• **The problem**: Please copy out, character for character, the stretch of the data below that opens with the line containing "flower captured in the camera trap image above." and closes with the line containing "[0,241,741,558]", keeping both of those lines.

• **Provided entries**:
▬▬▬▬▬▬▬▬▬▬

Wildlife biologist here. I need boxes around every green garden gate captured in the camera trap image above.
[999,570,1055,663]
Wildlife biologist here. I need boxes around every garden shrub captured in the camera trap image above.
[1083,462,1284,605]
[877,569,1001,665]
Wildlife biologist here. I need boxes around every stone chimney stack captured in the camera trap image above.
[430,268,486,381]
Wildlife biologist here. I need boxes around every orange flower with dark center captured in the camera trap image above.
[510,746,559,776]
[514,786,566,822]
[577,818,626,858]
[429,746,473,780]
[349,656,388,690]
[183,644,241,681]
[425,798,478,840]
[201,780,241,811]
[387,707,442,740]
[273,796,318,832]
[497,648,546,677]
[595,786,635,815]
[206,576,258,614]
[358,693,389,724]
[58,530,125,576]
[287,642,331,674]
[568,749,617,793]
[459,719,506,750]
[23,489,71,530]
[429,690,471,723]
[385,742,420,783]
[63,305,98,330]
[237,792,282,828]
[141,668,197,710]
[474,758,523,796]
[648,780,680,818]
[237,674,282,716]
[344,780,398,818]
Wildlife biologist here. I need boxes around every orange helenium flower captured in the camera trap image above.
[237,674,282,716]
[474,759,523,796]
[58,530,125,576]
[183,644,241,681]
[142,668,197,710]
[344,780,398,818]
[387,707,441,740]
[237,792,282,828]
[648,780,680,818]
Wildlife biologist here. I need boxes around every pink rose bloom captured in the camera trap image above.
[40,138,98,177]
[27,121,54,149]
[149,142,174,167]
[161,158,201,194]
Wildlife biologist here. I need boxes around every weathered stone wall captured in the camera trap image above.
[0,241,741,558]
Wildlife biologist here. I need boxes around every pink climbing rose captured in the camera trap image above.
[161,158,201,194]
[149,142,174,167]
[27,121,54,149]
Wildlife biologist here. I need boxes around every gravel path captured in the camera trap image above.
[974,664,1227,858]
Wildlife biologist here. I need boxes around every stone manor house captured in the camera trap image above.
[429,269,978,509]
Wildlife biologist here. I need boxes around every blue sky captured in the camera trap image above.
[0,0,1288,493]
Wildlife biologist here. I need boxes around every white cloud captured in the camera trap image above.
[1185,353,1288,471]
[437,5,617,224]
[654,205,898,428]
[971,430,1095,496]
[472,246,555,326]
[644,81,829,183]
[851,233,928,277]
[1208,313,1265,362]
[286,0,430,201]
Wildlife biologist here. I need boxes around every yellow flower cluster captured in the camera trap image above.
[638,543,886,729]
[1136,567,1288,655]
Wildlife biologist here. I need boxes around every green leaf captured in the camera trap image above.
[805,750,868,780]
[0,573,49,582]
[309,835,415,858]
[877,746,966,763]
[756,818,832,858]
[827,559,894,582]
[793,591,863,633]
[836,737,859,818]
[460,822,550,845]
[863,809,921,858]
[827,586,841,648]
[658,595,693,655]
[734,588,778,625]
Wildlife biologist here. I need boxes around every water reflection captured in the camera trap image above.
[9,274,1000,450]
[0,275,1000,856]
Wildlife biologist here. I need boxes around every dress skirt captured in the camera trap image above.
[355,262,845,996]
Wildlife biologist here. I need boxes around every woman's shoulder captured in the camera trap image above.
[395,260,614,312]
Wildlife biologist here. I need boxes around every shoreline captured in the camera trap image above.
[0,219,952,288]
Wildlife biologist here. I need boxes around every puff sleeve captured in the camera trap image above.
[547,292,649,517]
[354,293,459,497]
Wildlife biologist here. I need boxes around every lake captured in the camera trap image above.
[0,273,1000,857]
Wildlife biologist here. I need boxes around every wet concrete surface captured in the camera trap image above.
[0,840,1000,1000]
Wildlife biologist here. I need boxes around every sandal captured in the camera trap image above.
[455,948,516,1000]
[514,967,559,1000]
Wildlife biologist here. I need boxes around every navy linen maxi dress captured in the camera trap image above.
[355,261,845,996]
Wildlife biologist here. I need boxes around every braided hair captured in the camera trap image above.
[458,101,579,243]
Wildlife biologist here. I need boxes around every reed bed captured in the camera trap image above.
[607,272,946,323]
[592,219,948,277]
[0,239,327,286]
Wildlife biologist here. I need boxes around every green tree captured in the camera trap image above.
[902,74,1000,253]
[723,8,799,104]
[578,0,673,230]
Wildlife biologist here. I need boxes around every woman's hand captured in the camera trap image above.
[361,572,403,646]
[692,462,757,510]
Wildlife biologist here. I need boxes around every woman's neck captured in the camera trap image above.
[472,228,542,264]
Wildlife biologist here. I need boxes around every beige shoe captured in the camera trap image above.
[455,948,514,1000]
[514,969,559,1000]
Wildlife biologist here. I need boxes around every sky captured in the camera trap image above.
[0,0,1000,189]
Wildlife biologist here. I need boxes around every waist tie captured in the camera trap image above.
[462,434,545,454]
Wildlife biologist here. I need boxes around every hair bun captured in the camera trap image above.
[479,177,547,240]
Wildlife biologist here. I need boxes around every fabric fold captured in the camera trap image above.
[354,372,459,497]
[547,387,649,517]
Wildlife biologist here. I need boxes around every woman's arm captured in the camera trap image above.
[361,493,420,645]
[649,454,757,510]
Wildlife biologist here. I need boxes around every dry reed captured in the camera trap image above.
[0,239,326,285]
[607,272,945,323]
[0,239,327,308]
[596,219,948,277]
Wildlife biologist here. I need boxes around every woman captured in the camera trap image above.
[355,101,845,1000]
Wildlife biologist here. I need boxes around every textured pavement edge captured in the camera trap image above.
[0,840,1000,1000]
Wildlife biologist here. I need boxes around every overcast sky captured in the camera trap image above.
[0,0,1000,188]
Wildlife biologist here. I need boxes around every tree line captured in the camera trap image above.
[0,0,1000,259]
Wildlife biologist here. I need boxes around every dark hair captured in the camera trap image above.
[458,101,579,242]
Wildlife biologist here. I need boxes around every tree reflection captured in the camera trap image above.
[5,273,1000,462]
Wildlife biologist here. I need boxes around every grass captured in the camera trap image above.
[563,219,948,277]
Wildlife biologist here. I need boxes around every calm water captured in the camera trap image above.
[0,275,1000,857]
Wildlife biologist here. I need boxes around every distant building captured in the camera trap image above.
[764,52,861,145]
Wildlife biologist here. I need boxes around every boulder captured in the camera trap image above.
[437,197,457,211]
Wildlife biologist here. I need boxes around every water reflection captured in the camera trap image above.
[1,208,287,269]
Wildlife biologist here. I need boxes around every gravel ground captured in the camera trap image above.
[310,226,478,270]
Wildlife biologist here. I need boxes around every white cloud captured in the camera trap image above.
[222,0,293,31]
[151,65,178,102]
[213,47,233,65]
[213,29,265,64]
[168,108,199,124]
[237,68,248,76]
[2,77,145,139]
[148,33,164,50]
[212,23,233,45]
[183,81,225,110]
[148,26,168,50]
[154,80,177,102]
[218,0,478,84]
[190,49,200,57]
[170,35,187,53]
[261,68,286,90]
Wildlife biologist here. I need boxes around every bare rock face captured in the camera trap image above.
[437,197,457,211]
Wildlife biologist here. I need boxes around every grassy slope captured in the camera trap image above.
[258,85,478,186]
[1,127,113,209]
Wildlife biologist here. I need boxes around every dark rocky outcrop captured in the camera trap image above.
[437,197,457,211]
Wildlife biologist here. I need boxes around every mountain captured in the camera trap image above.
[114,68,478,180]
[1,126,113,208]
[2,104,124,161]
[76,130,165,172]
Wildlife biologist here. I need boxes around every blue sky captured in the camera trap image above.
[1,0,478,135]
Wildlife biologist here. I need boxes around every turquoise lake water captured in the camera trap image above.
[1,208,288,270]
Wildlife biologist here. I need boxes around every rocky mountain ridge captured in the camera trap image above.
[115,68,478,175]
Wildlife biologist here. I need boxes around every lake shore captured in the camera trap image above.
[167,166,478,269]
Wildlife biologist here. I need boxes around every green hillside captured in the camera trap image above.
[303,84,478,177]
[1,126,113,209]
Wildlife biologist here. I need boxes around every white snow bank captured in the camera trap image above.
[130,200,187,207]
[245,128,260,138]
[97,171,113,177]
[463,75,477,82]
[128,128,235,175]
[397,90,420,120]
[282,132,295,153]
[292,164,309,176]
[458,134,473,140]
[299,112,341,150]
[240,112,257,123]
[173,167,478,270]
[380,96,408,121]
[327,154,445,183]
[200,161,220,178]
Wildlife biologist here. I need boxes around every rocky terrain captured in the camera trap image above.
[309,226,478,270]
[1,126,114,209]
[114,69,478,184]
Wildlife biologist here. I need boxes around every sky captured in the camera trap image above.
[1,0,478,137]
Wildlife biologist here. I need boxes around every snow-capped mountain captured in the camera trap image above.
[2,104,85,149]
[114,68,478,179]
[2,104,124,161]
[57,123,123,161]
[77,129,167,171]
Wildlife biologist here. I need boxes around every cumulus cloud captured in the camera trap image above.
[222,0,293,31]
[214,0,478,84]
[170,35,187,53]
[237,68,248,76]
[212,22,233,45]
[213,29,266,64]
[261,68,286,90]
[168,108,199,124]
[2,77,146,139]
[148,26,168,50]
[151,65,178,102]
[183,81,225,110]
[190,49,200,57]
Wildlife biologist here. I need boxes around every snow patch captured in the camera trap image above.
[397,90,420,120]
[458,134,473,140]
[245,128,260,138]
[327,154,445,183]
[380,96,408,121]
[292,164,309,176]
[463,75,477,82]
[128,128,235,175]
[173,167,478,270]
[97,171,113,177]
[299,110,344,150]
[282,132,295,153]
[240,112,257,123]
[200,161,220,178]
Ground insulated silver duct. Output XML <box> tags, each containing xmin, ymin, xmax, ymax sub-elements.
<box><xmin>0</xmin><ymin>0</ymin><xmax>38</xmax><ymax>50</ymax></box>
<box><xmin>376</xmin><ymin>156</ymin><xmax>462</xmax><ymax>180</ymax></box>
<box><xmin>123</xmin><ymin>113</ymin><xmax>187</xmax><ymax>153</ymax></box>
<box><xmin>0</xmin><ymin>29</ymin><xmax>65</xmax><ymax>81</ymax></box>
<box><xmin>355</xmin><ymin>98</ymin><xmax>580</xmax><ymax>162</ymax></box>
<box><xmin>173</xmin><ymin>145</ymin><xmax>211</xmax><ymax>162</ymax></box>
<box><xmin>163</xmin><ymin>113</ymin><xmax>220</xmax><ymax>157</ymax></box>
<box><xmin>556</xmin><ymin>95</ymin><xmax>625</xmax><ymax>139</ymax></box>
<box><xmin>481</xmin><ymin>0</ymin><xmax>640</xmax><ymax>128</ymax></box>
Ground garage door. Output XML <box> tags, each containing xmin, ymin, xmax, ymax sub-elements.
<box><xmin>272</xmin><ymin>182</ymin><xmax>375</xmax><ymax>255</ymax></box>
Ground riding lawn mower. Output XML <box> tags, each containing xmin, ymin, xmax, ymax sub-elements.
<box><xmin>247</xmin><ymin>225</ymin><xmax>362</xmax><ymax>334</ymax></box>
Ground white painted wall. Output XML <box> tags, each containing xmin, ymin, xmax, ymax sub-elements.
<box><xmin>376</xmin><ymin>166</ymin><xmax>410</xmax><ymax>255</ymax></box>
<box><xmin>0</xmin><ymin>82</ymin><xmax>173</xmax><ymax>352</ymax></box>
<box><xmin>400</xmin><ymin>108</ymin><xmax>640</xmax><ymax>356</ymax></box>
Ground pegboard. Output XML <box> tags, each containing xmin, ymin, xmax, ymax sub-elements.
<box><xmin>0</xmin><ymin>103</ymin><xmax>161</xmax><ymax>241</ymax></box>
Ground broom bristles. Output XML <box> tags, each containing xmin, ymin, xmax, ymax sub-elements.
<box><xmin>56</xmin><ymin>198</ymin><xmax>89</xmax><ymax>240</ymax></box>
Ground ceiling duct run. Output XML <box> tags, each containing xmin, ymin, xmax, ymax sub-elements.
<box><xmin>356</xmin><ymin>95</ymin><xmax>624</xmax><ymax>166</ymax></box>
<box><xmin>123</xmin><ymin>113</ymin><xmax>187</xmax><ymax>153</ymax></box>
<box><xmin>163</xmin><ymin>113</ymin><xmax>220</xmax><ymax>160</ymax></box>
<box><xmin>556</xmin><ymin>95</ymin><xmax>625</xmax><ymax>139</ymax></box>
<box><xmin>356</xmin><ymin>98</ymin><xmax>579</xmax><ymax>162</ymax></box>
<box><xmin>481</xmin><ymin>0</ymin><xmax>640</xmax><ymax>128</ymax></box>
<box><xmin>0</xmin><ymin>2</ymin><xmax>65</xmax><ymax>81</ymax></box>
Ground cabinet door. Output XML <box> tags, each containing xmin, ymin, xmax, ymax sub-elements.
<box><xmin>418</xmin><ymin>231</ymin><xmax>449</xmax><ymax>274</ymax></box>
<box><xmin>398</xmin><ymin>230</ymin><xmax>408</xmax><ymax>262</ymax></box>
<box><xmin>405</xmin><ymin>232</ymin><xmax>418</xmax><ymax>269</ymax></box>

▬▬▬▬▬▬▬▬▬▬

• **Task answer**:
Wildlife biologist here. I need boxes around every orange helenium flower captured in the camera trap image above.
[237,674,282,716]
[474,759,523,796]
[58,530,125,576]
[183,644,241,681]
[142,668,197,710]
[344,780,398,818]
[387,707,441,740]
[237,792,282,828]
[648,780,680,818]
Wildlife biologist here. I need boxes around every pink rose bloom captured in the camera trap image above.
[40,138,98,177]
[27,121,54,149]
[149,142,174,167]
[161,158,201,194]
Wildlife biologist here. I need boxes around every weathered stone wall captured in the camera trap image above.
[0,241,741,558]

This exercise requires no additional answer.